Friday, May 9, 2014

Trope vs cliche

Cliché things that have been overdone, concepts that are overused and on the edge of blasé. Hackneyed phrases, old sayings, the helpless princess in the castle can only be saved by the chosen hero... As a writer, being cliché is often the kiss of death for your dreams of selling your book.

Tropes are similar to clichés. They're concepts that reoccur frequently throughout literature (or a particular genre). But they tend to be less specific. The brave hero, for example, is a trope. She faces danger and saves the day. The hero's fatal flaw is another trope, some weakness that causes her to "fall" at some point in the story, and that she must overcome to save the day.

Tropes are integral to storytelling. We use the baggage that comes with them to set up expectations, to help the reader center themselves, to structure the plot and the series. Any time your hero faces an evil sorcerer, for example, you're using a trope. The reader knows the sorcerer must be defeated; how your hero does so is what makes the book unique and stops it from (or makes it into) being cliché.

Whose a widdle kitty?
(Actually, this is what the hero must save
the helpless dragon prince from)

Referring expression data:

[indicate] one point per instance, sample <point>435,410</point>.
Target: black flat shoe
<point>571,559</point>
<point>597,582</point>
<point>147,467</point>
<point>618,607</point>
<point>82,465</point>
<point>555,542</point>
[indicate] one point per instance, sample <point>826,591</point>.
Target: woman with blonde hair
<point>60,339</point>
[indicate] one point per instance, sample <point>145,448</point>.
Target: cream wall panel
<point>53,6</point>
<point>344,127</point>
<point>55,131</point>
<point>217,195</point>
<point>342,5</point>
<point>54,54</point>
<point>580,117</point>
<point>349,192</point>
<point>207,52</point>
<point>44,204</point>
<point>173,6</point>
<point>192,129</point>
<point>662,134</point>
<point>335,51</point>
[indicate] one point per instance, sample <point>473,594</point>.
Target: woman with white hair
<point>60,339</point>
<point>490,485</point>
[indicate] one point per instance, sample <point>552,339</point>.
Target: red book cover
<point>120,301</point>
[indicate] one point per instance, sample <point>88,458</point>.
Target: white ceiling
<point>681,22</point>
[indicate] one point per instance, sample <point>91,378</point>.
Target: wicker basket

--

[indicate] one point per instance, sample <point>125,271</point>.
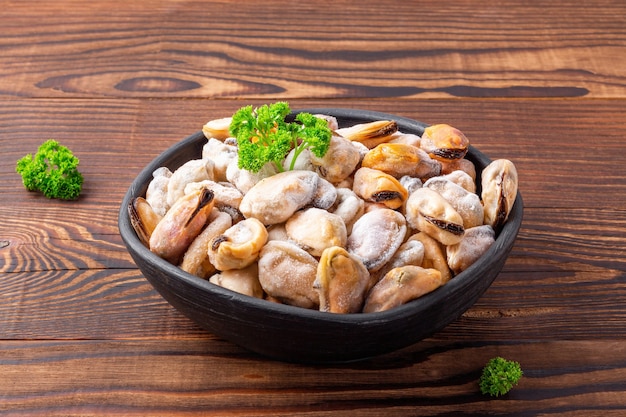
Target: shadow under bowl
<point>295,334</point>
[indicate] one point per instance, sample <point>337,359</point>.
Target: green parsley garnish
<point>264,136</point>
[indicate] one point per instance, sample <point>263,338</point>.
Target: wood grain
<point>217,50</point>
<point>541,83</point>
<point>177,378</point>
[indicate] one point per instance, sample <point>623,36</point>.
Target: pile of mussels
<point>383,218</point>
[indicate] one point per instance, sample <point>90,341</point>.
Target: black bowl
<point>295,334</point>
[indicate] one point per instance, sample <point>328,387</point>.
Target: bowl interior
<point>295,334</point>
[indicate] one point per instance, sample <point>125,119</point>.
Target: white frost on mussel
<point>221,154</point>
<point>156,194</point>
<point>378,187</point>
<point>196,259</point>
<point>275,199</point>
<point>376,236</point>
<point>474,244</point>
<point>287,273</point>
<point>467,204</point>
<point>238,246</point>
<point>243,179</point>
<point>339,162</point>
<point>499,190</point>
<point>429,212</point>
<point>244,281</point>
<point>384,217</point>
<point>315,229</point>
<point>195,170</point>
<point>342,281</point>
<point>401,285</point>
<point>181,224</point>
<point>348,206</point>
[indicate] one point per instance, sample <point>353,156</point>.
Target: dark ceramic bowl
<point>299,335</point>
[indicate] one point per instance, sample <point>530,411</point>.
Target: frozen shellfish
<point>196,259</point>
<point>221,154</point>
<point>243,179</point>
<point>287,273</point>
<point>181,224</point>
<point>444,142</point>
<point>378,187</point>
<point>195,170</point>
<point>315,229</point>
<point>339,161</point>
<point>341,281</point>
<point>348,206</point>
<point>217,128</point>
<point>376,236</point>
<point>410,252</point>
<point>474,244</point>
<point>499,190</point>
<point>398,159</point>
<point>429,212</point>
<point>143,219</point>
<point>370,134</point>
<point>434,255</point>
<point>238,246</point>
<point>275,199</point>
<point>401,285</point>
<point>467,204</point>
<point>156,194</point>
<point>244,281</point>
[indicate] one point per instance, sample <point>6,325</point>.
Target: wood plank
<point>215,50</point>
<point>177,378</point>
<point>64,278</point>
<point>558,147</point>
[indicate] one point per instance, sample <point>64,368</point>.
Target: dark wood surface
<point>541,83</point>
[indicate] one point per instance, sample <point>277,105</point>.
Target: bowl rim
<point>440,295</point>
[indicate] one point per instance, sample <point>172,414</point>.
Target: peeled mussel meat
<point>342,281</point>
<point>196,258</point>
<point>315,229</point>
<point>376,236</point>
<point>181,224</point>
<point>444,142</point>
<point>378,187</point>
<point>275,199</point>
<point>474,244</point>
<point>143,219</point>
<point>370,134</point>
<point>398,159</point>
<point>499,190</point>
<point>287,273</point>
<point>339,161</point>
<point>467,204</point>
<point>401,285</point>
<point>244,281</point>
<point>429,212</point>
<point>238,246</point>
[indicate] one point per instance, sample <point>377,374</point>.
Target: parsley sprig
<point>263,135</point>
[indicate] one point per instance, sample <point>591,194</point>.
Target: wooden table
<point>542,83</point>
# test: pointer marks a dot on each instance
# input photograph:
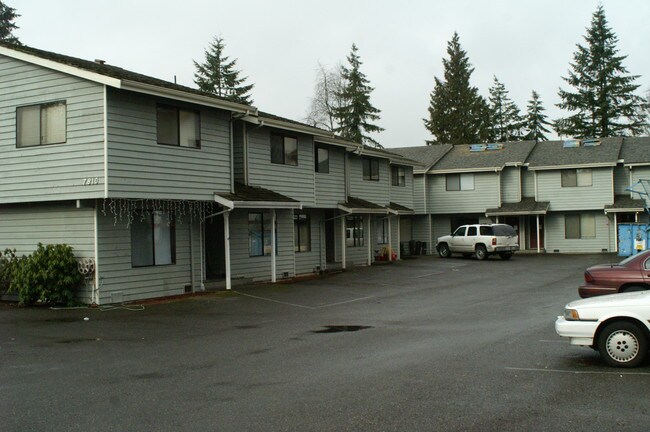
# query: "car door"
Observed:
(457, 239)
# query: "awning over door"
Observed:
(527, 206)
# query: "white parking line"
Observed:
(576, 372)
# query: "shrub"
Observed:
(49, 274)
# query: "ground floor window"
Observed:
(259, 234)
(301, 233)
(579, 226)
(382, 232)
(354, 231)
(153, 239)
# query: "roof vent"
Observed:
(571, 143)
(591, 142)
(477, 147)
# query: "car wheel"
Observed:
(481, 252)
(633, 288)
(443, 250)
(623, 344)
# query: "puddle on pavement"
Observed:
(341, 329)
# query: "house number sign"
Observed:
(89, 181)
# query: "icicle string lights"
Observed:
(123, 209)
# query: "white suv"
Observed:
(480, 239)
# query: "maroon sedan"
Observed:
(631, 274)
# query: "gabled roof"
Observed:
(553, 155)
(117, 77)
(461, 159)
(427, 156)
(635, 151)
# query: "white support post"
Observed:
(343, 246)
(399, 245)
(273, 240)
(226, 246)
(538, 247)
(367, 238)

--

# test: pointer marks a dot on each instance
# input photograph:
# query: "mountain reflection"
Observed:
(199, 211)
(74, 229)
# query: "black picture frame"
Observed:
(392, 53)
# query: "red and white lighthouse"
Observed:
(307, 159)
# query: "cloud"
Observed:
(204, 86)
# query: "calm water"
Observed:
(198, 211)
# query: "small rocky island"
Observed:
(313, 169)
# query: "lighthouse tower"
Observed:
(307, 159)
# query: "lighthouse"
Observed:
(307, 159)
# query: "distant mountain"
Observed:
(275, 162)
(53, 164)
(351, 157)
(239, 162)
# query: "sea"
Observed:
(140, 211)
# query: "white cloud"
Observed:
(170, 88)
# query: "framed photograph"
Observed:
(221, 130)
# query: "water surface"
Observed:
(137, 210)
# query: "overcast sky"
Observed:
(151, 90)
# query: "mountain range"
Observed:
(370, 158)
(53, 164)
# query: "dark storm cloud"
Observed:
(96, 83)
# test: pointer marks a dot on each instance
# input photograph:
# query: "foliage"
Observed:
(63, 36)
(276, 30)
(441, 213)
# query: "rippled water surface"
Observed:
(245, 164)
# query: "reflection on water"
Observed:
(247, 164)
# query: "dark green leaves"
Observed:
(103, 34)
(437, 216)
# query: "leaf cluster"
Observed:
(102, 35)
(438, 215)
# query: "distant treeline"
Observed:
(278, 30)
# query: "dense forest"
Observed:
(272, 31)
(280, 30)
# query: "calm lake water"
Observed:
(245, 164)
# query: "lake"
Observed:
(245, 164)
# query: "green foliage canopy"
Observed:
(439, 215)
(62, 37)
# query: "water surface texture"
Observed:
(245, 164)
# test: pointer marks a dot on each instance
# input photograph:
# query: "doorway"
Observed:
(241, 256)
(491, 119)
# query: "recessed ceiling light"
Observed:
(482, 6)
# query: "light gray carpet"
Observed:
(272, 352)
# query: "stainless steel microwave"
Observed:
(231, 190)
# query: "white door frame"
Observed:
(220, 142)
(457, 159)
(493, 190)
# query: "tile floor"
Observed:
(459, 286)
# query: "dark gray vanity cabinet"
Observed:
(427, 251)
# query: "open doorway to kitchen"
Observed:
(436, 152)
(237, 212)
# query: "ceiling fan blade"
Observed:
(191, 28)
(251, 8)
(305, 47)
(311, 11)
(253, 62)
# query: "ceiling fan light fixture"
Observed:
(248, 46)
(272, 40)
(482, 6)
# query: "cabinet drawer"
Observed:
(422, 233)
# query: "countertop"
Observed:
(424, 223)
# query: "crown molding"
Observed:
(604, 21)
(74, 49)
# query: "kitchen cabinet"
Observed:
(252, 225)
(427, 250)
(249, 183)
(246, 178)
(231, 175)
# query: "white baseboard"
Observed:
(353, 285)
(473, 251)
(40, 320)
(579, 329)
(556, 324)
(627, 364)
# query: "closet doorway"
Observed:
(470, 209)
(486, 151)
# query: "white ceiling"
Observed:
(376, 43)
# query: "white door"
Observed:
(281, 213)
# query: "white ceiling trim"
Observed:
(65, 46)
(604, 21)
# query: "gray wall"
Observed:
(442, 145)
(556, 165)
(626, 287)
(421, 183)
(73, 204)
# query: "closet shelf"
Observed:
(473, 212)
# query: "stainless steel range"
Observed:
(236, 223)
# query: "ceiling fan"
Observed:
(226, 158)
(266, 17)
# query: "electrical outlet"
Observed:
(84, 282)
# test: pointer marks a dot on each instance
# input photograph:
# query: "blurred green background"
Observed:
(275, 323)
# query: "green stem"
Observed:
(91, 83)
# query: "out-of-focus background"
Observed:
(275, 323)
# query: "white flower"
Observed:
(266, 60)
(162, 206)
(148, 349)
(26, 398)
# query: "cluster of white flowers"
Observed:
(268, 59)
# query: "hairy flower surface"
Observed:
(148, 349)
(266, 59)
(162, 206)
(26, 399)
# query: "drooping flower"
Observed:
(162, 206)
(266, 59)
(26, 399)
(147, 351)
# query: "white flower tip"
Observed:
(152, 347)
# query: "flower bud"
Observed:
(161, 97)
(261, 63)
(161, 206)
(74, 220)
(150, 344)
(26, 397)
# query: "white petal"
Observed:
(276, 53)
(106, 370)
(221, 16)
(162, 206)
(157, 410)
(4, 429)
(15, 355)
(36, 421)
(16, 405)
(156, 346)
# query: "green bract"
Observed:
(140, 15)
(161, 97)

→ **ASSIGNMENT 1**
Answer these about the post on tropes and clichés:
(a) What does the post say being cliché is often the kiss of death for?
(b) What does the hero's fatal flaw cause her to do at some point in the story?
(c) When a hero faces an evil sorcerer, what does the post say makes the book unique?
→ **ASSIGNMENT 2**
Please go on with the post on tropes and clichés from where it stops.

→ **TASK RESPONSE 1**
(a) Your dreams of selling your book.
(b) It causes her to "fall."
(c) How the hero defeats the sorcerer.

→ **TASK RESPONSE 2**
Yet the difference between the two is fine, and often blurred. Tropes and clichés can be anything from a single word or phrase to an all-encompassing storyline. They both reappear frequently, sometimes too frequently, and people have pet peeves about specific ones and hate them on sight. They come burdened with connotations and implications, and conceptual and storyline clichés are almost always considered tropes (thought not necessarily vice versa). And there are certainly tropes that don't so much nudge into cliché territory as camp out there.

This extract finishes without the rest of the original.